## Work to complete
Write out the lines of every item below word for word, leaving out the pictures.

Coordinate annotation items
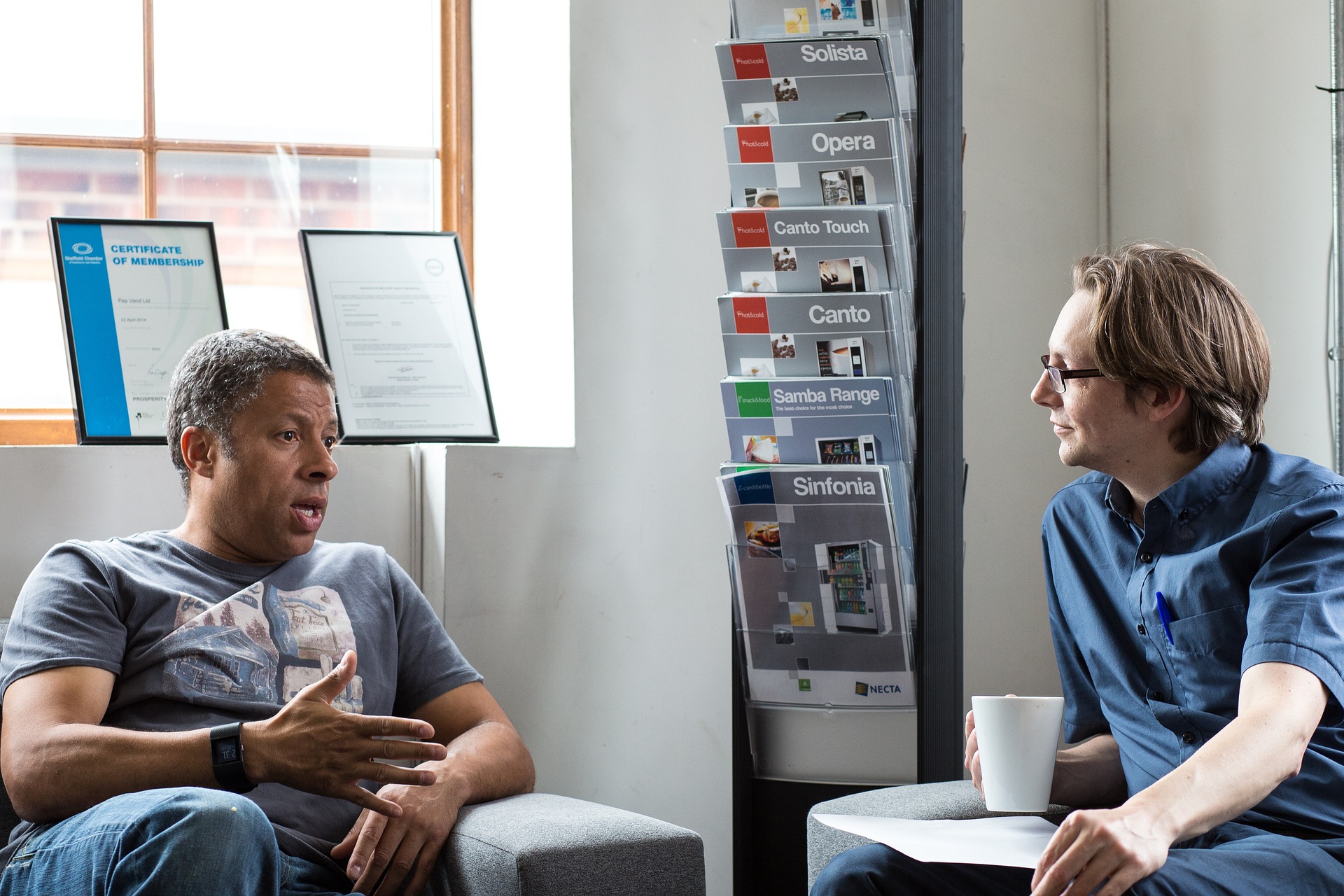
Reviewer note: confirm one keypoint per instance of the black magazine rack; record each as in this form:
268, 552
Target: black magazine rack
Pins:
771, 816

## Task response
Reviewer note: confirm one keypoint per instance of the black magazine rack; record each as in this form:
268, 552
Target: black magazine rack
Pins:
771, 816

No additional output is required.